◆ Document excerpt
##########

Second, the takeover of information outlets and traditional media companies by billionaires and techbrothers supporting the president at the cost of media freedom. Trump’s first presidency saw Elon Musk’s purchase of Twitter and Jeff Bezos buying the Washington Post. His second presidency has been marked by Paramount’s acquisition of the Warner Bros Discovery conglomerate against an economically more sensible bid by Netflix. But for Paramount boss David Ellison politics mattered more then economics because he and his billionaire father Larry Ellison wanted to deliver Warner Brother’s two more “liberal” TV networks CBS and CNN to the rightwing media camp. The Financial Times sees in the acquisitional moves of the Ellisons “the dawn of a new dynasty”. In frightening charts the The Authoritarian Stack project has been documenting “how tech billionaires are building a post-democratic America – and why Europe will be next”.

##########

◆ Dataset entries
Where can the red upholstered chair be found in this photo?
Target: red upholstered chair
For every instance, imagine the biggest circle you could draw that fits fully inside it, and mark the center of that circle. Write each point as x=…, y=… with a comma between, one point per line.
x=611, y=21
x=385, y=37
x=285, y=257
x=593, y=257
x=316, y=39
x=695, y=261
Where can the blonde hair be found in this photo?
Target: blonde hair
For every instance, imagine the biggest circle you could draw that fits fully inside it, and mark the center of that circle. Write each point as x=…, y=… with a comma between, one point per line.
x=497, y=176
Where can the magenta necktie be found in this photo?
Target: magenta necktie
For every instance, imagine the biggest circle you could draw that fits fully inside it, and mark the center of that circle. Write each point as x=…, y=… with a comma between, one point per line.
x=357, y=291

##########

◆ Work to complete
**a)** In the passage on media takeovers, why did Paramount's boss pursue the Warner Bros Discovery deal even though Netflix made an economically more sensible bid? Answer in one to three sentences.
**b)** According to the passage on media takeovers, what does the Financial Times see in the Ellisons' acquisitional moves?

◆ Responses by task
**a)** For David Ellison, politics mattered more than economics. He and his billionaire father Larry Ellison wanted to hand two more "liberal" TV networks over to the rightwing media camp.

**b)** It sees "the dawn of a new dynasty."